*Exercise goal*. Write out the data that follows. Keep every character unchanged.

---------- Records shown

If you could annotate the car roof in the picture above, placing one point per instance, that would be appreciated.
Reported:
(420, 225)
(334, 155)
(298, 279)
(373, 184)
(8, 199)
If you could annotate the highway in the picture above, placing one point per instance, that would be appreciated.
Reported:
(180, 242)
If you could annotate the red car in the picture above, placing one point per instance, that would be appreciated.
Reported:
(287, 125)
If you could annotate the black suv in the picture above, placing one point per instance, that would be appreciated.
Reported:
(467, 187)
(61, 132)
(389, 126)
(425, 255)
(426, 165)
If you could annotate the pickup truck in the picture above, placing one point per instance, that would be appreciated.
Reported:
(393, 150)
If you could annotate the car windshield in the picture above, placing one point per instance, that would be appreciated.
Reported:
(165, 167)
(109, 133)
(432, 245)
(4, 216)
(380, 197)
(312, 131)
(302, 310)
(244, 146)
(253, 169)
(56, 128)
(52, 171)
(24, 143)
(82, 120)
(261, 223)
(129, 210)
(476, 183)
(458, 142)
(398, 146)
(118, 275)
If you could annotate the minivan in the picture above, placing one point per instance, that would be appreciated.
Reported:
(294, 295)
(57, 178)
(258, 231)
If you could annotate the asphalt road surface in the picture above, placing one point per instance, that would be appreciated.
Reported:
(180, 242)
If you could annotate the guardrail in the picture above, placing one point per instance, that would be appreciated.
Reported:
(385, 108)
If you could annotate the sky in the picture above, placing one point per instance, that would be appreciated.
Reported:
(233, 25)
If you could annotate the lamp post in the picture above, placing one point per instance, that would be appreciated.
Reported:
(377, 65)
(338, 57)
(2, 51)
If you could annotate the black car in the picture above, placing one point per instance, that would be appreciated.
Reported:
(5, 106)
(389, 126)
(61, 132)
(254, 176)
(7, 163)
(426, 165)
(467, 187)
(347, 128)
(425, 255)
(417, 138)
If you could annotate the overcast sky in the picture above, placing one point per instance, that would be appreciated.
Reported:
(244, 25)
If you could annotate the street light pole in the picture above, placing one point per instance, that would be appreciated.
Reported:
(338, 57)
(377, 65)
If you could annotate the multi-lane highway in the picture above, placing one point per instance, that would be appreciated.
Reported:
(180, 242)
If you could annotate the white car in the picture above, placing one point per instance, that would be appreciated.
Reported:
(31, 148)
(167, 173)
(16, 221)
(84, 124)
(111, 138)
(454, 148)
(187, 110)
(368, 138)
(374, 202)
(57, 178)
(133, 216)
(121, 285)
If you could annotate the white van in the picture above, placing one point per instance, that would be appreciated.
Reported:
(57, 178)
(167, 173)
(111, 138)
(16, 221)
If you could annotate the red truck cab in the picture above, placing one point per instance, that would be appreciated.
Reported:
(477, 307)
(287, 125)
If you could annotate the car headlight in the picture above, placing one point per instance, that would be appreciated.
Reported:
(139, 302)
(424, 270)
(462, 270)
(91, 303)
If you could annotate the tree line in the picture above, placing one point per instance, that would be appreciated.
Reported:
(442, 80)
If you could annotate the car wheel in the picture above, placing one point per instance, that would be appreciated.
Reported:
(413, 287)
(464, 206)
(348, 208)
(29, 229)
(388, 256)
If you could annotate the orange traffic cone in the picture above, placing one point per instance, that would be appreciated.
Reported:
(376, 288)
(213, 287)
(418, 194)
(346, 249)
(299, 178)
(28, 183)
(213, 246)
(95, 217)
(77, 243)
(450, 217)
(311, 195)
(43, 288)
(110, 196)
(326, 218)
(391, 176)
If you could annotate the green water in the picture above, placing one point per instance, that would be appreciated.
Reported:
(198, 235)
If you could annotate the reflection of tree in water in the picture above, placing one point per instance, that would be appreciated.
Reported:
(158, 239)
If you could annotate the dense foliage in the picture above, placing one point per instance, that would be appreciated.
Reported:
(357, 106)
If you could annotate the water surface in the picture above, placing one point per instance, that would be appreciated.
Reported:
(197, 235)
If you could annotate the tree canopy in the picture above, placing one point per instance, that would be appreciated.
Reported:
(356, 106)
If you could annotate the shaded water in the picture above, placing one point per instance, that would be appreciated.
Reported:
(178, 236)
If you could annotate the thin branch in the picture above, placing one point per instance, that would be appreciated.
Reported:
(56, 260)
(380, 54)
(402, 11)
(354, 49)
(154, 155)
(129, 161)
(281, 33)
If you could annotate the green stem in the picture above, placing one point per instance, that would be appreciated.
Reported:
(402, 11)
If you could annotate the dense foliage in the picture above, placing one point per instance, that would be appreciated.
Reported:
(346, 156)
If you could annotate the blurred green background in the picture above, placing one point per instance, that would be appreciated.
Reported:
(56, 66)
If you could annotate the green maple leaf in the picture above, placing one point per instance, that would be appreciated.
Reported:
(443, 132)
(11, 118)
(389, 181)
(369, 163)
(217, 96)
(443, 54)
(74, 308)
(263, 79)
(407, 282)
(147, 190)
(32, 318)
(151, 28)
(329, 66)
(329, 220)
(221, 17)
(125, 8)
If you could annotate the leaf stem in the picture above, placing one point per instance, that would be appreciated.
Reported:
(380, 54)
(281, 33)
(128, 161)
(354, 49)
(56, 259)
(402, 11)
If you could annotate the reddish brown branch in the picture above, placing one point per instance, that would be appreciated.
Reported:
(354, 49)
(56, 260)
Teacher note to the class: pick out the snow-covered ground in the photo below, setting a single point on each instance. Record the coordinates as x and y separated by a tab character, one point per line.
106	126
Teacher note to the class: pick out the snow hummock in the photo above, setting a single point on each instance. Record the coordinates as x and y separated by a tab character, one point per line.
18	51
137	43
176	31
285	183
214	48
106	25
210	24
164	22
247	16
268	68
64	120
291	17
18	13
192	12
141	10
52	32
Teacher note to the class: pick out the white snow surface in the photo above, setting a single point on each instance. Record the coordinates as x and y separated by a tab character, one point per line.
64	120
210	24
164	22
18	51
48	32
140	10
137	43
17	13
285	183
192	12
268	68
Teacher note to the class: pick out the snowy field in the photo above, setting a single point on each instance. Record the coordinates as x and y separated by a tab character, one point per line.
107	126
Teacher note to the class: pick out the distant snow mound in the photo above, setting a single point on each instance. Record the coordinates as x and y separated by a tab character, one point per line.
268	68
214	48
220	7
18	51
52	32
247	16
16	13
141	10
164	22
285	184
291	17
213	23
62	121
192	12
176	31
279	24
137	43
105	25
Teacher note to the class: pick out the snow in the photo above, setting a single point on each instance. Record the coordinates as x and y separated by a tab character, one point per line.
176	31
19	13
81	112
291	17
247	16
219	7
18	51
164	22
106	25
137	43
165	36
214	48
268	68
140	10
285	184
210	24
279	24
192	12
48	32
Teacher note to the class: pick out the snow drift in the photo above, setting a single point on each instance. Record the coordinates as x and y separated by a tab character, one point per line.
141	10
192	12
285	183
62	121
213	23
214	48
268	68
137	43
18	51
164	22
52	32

--------------------

*Solution below*.
If you could annotate the car roof in the picture above, placing one point per instance, that would be appreciated.
Reported:
(420, 225)
(334, 155)
(298, 279)
(373, 184)
(8, 199)
If you could annotate the highway in the picture above, placing one point per instance, that would be appreciated.
Reported:
(180, 242)
If you could annotate the red car in the picture above, placing one point per instance, that would be appreciated.
Reported:
(287, 125)
If you could annotate the black suv in the picture above, placing one point per instance, that would be appreciated.
Reported:
(467, 187)
(61, 132)
(389, 126)
(425, 255)
(426, 165)
If you could annotate the pickup truck in the picture above, placing one point per instance, that would be appreciated.
Reported:
(393, 150)
If you could annotate the car windshield in the picture above, placing one point per instance, that would be appreciated.
Reported:
(165, 167)
(109, 133)
(432, 245)
(4, 216)
(380, 197)
(312, 131)
(302, 310)
(244, 146)
(253, 169)
(56, 128)
(52, 171)
(24, 143)
(82, 120)
(261, 223)
(129, 210)
(476, 183)
(458, 142)
(398, 146)
(118, 275)
If you could annotate the minivan in the picture above, placing one point per instance, that would be appreciated.
Reported:
(294, 295)
(57, 178)
(258, 231)
If you could annotate the asphalt road surface in the picture above, placing one point per instance, that would be appreciated.
Reported:
(180, 242)
If you could annotate the guardrail in the picture above, placing one point per instance, that would be appreciated.
Reported:
(385, 108)
If you could annotate the sky in the picture above, placing one point per instance, that would be appreciated.
Reported:
(233, 25)
If you could annotate the lamp post in the picture above, placing one point per instance, that would be appreciated.
Reported:
(377, 65)
(338, 57)
(2, 51)
If you could annotate the black car in the picture above, placing one point per instance, that would be appreciated.
Reported:
(5, 106)
(389, 126)
(61, 132)
(254, 176)
(7, 163)
(426, 165)
(467, 187)
(347, 128)
(425, 255)
(417, 138)
If you could annotate the overcast sky in the picture above, placing one point per instance, that would be appreciated.
Reported:
(244, 25)
If you could annotate the street light pole in the picture above, placing one point per instance, that would be appreciated.
Reported:
(338, 57)
(377, 65)
If you could annotate the multi-lane highway in the picture above, placing one point per instance, that would be appreciated.
Reported:
(180, 242)
If you could annotate the white car in the picture above, placing one point per instance, that would be appreciated.
Reported:
(31, 148)
(167, 173)
(16, 221)
(84, 124)
(111, 138)
(454, 148)
(187, 110)
(368, 138)
(374, 202)
(57, 178)
(133, 216)
(121, 285)
If you could annotate the white van in the picture above, placing one point per instance, that would be appreciated.
Reported:
(57, 178)
(167, 173)
(111, 138)
(16, 221)
If you could annotate the red truck cab in the picture above, placing one point per instance, that would be appreciated.
Reported:
(477, 307)
(287, 125)
If you could annotate the car headlight in the picture above, placing one point per instance, that would be appreciated.
Reported:
(139, 302)
(424, 270)
(462, 270)
(91, 303)
If you could annotate the tree line in the picture above, placing one point per instance, that would be appreciated.
Reported:
(442, 80)
If you could annotate the car wheel in the picture above, placing one point per instance, that would be appreciated.
Reported:
(413, 287)
(464, 206)
(348, 208)
(29, 229)
(388, 256)
If you could annotate the orange traffic cone in the picture above, placing one point per instance, that would be appreciated.
Reported:
(376, 288)
(213, 287)
(418, 194)
(346, 249)
(299, 178)
(28, 183)
(213, 246)
(95, 217)
(77, 243)
(450, 217)
(311, 195)
(43, 288)
(110, 196)
(326, 218)
(391, 176)
If you could annotate the green water in the picture above, placing one point per instance, that would be appreciated.
Reported:
(198, 235)
If you could annotate the reflection of tree in water in the picture above, placing one point per instance, that would be appreciated.
Reported:
(158, 239)
If you could annotate the dense foliage in the picture above, placing one point per instance, that would be appreciated.
Reported:
(357, 106)
If you could annotate the water surface in the picture above, placing one point per instance, that would be appreciated.
Reported:
(197, 235)
If you could annotate the tree canopy in the picture above, placing one point per instance, that would be appreciated.
Reported:
(356, 106)
If you could annotate the shaded water in the picture above, placing one point per instance, that would be appreciated.
Reported:
(178, 236)
If you could annotate the thin branch in the picture above, placing one point per instance, that would be appreciated.
Reported:
(56, 260)
(380, 54)
(402, 11)
(354, 49)
(154, 155)
(129, 161)
(281, 33)
If you could annotate the green stem in the picture above, placing one point per instance, that would be appreciated.
Reported:
(402, 11)
If you could annotate the dense foliage in the picture above, placing one point per instance, that would be appreciated.
Reported:
(346, 156)
If you could annotate the blurred green background in the picture above, placing one point per instance, that would be appreciated.
Reported:
(56, 66)
If you could annotate the green maple leaf in the picture above, placing one point per instance, that would be appreciated.
Reported:
(443, 132)
(11, 118)
(389, 181)
(369, 163)
(217, 96)
(443, 54)
(74, 308)
(263, 79)
(407, 282)
(147, 190)
(32, 318)
(151, 28)
(329, 66)
(329, 220)
(221, 17)
(125, 8)
If you could annotate the leaf stem in the picture above, placing one point per instance, that would be appreciated.
Reported:
(380, 54)
(281, 33)
(128, 161)
(354, 49)
(56, 259)
(402, 11)
If you could annotate the reddish brown branch in the picture above, placing one point per instance, that would be appreciated.
Reported:
(354, 49)
(56, 260)
Teacher note to the class: pick out the snow-covered ground in the photo below, setting a single point on each instance. Record the coordinates as x and y separated by a tab character, one point per line.
106	126
Teacher note to the class: pick out the snow hummock in the photo above, setting a single point on each instance. Record the coordinates as x and y separated by a tab character, one point per line.
18	51
137	43
176	31
285	183
214	48
106	25
210	24
164	22
247	16
268	68
64	120
291	17
18	13
192	12
141	10
52	32
Teacher note to the class: pick out the white snow surface in the photo above, setting a single point on each instance. Record the coordinates as x and y separated by a tab character, one point per line.
64	120
210	24
164	22
18	51
48	32
140	10
137	43
17	13
285	183
192	12
268	68
Teacher note to the class: pick out the snowy field in the photo above, setting a single point on each instance. Record the coordinates as x and y separated by a tab character, one point per line.
107	126
Teacher note to the class: pick out the distant snow mound in the photo above, setting a single point on each instance. Record the coordinates as x and y separated by a tab character, one point per line.
268	68
214	48
220	7
18	51
52	32
247	16
16	13
141	10
164	22
285	184
291	17
213	23
62	121
192	12
176	31
279	24
137	43
105	25
Teacher note to the class: pick out the snow in the photo above, setting a single point on each instance. Record the coordinates as x and y separated by a tab character, one point per line.
176	31
19	13
81	112
291	17
247	16
219	7
18	51
164	22
106	25
137	43
165	36
214	48
268	68
140	10
285	184
210	24
279	24
192	12
48	32
Teacher note to the class: pick out the snow drift in the photo above, setting a single point on each instance. Record the coordinates as x and y separated by a tab character, one point per line.
141	10
192	12
285	183
62	121
213	23
214	48
268	68
137	43
18	51
164	22
52	32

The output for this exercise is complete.